The Metropolitan Savings Bank Building opened on May 30, 1867, at the northeast corner of Third Avenue and East 7th Street, in Manhattan, New York City. Its original address was 10 Cooper Institute (now 61 Cooper Square). The building, which was designed by architect Carl Pfeiffer in Second Empire style, is four stories high, 45 ft wide and 75 ft deep, and was considered at the time it opened to be one of the most finely constructed edifices, "from garret to basement." Its facades were composed of white marble, with the upper floor being enclosed by a mansard roof. The building was fireproof, as no combustible materials were used during construction, either internally or externally. The entire cost of the structure was $150,000.

**DATASET RECORDS:**
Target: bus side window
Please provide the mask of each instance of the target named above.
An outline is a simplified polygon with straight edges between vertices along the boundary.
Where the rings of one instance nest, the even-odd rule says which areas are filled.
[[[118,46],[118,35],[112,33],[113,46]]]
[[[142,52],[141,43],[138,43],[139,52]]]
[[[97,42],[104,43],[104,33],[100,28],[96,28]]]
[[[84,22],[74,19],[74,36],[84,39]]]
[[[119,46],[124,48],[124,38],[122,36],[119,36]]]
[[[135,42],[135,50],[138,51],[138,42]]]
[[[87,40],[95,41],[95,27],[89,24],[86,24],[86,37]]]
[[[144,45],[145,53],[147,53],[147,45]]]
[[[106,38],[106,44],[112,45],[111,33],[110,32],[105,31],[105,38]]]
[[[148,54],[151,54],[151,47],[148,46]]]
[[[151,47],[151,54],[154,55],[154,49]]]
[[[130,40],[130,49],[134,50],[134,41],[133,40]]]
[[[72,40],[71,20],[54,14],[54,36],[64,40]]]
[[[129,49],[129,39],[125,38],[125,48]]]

---

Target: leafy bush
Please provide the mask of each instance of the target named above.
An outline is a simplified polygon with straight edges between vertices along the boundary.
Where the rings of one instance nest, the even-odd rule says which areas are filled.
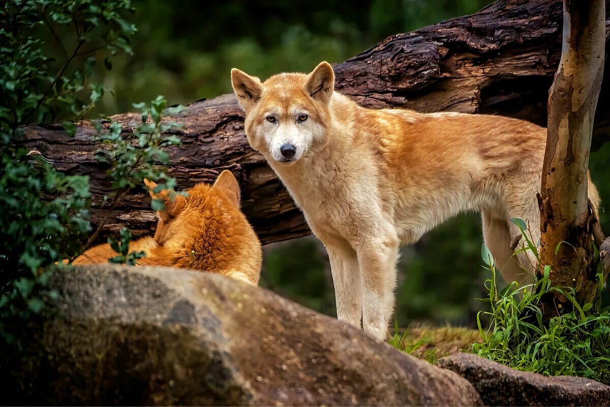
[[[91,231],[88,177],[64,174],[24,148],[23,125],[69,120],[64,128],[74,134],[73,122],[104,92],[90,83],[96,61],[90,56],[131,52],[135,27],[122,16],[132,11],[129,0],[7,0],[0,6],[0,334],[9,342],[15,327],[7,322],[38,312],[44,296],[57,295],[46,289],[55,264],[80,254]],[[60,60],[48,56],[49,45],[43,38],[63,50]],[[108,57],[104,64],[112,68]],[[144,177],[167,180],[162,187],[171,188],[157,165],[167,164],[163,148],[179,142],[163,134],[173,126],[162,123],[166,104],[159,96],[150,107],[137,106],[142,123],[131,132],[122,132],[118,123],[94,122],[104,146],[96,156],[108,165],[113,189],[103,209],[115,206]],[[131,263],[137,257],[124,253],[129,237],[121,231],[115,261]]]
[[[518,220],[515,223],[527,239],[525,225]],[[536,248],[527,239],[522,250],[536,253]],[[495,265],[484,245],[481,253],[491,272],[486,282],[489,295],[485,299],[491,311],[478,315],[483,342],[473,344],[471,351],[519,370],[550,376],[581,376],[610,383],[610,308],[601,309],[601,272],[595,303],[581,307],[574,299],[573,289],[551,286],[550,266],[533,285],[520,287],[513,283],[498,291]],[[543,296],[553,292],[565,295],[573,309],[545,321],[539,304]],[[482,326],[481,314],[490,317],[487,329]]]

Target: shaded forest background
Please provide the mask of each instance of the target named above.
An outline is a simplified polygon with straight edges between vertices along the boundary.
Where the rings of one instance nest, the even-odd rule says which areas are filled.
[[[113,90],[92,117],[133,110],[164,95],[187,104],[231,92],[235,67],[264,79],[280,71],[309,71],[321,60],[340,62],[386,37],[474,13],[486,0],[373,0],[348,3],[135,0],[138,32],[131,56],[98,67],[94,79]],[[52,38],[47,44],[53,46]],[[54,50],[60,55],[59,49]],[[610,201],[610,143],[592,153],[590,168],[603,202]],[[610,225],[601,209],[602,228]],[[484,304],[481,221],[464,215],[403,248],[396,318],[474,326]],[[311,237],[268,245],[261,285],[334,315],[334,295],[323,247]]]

**USING THE INFORMATION:**
A. From the building text, list every measurement given for the building's size.
B. Rewrite the building text between "The Metropolitan Savings" and "structure was $150,000.", inclusive, putting "gray granite" in place of "white marble".

**RESULTS BY TASK:**
A.
four stories high
45 ft wide
75 ft deep

B.
The Metropolitan Savings Bank Building opened on May 30, 1867, at the northeast corner of Third Avenue and East 7th Street, in Manhattan, New York City. Its original address was 10 Cooper Institute (now 61 Cooper Square). The building, which was designed by architect Carl Pfeiffer in Second Empire style, is four stories high, 45 ft wide and 75 ft deep, and was considered at the time it opened to be one of the most finely constructed edifices, "from garret to basement." Its facades were composed of gray granite, with the upper floor being enclosed by a mansard roof. The building was fireproof, as no combustible materials were used during construction, either internally or externally. The entire cost of the structure was $150,000.